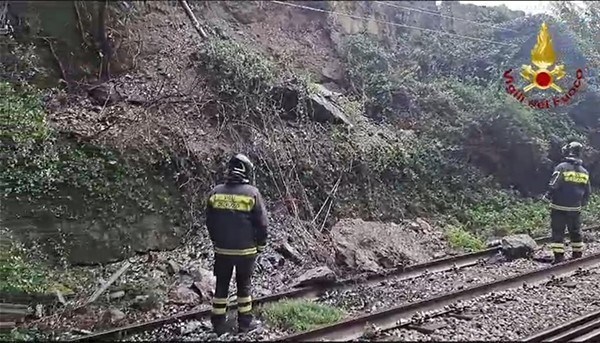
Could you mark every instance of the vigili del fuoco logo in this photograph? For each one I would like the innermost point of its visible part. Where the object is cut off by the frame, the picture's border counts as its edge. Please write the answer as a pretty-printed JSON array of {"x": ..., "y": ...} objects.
[{"x": 543, "y": 76}]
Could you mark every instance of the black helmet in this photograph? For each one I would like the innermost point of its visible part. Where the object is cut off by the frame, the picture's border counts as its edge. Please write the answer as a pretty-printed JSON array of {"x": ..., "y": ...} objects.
[
  {"x": 572, "y": 149},
  {"x": 240, "y": 168}
]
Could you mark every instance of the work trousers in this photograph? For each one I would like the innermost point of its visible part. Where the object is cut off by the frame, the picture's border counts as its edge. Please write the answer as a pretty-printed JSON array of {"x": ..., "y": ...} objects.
[
  {"x": 224, "y": 266},
  {"x": 559, "y": 220}
]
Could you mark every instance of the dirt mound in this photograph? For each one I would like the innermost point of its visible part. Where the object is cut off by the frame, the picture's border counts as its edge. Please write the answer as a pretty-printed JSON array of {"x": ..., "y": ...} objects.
[{"x": 371, "y": 246}]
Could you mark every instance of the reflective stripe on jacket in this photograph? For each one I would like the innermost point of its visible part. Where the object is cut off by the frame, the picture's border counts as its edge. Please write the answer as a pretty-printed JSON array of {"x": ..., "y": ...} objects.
[
  {"x": 236, "y": 219},
  {"x": 570, "y": 186}
]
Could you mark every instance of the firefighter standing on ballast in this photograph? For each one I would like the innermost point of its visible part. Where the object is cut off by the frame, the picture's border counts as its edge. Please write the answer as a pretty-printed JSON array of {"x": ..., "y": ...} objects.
[
  {"x": 569, "y": 191},
  {"x": 236, "y": 219}
]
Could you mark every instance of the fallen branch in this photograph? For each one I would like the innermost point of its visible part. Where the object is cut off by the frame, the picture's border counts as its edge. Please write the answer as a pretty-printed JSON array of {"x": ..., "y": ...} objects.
[
  {"x": 60, "y": 65},
  {"x": 107, "y": 284},
  {"x": 193, "y": 19},
  {"x": 331, "y": 193}
]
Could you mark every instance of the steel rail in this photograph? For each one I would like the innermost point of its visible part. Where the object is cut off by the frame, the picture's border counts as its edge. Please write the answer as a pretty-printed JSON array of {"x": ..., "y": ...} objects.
[
  {"x": 580, "y": 329},
  {"x": 392, "y": 318},
  {"x": 400, "y": 273}
]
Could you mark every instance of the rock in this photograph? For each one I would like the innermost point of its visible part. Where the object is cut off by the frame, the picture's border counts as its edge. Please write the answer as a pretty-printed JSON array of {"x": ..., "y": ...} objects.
[
  {"x": 172, "y": 267},
  {"x": 146, "y": 302},
  {"x": 370, "y": 246},
  {"x": 320, "y": 105},
  {"x": 104, "y": 94},
  {"x": 183, "y": 295},
  {"x": 116, "y": 295},
  {"x": 111, "y": 317},
  {"x": 324, "y": 111},
  {"x": 317, "y": 275},
  {"x": 39, "y": 311},
  {"x": 287, "y": 251},
  {"x": 332, "y": 72},
  {"x": 518, "y": 246},
  {"x": 268, "y": 261},
  {"x": 204, "y": 290},
  {"x": 201, "y": 281}
]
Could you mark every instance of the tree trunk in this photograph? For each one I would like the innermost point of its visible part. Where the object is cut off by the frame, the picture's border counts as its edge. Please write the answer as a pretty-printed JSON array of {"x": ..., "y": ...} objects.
[{"x": 103, "y": 42}]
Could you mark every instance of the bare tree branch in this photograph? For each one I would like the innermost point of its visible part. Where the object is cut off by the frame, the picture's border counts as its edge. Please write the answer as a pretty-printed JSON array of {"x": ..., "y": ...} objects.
[{"x": 193, "y": 19}]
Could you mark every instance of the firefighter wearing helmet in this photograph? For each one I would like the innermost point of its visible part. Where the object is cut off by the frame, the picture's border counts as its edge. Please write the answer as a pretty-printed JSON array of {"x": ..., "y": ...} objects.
[
  {"x": 237, "y": 222},
  {"x": 569, "y": 191}
]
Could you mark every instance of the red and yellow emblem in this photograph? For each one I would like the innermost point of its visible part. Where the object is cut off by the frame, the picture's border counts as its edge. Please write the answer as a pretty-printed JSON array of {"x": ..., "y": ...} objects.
[{"x": 543, "y": 57}]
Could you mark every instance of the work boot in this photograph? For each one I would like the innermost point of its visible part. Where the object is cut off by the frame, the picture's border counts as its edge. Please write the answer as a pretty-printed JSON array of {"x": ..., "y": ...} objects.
[
  {"x": 246, "y": 323},
  {"x": 577, "y": 254},
  {"x": 218, "y": 322},
  {"x": 558, "y": 258}
]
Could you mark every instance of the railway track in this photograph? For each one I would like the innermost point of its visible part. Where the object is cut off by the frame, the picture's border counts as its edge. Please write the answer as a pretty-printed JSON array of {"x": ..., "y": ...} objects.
[
  {"x": 397, "y": 317},
  {"x": 583, "y": 329},
  {"x": 434, "y": 266},
  {"x": 314, "y": 291}
]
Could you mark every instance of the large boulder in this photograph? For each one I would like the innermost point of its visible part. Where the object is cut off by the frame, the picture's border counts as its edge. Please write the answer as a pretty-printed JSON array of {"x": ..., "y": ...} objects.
[
  {"x": 373, "y": 246},
  {"x": 518, "y": 246}
]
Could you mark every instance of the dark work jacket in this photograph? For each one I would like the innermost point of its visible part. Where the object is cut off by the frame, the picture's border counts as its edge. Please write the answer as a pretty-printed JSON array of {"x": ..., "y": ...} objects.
[
  {"x": 236, "y": 219},
  {"x": 569, "y": 187}
]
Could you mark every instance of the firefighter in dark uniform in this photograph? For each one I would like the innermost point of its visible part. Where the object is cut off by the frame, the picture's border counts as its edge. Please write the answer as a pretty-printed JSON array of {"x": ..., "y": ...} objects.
[
  {"x": 569, "y": 191},
  {"x": 236, "y": 219}
]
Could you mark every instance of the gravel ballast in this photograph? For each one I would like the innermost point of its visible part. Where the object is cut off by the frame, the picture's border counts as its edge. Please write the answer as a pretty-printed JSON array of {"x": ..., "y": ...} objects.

▶ [OBJECTIVE]: Copy the entries above word for word, starting at the line that contains "Could you mark every instance of the firefighter in" and continuing through the end of the entries.

▶ [TASK ANSWER]:
Could you mark every instance of the firefighter in dark uniform in this photograph? For each one I would like the innermost point of its visible part. Where the object is cut off by the frame, the picture's border counts as its edge. Please write the answer as a pretty-printed JSON array of {"x": ..., "y": ...} objects.
[
  {"x": 569, "y": 191},
  {"x": 236, "y": 219}
]
Could you mark every instance of the gravel ballast in this photograph? For each one I would like the innermost point of its visible part. Where the object is cut off by the frame, the picture's border counts as its edge. Please write the answer as a pretty-printed JSON array of {"x": ..., "y": ...} objects.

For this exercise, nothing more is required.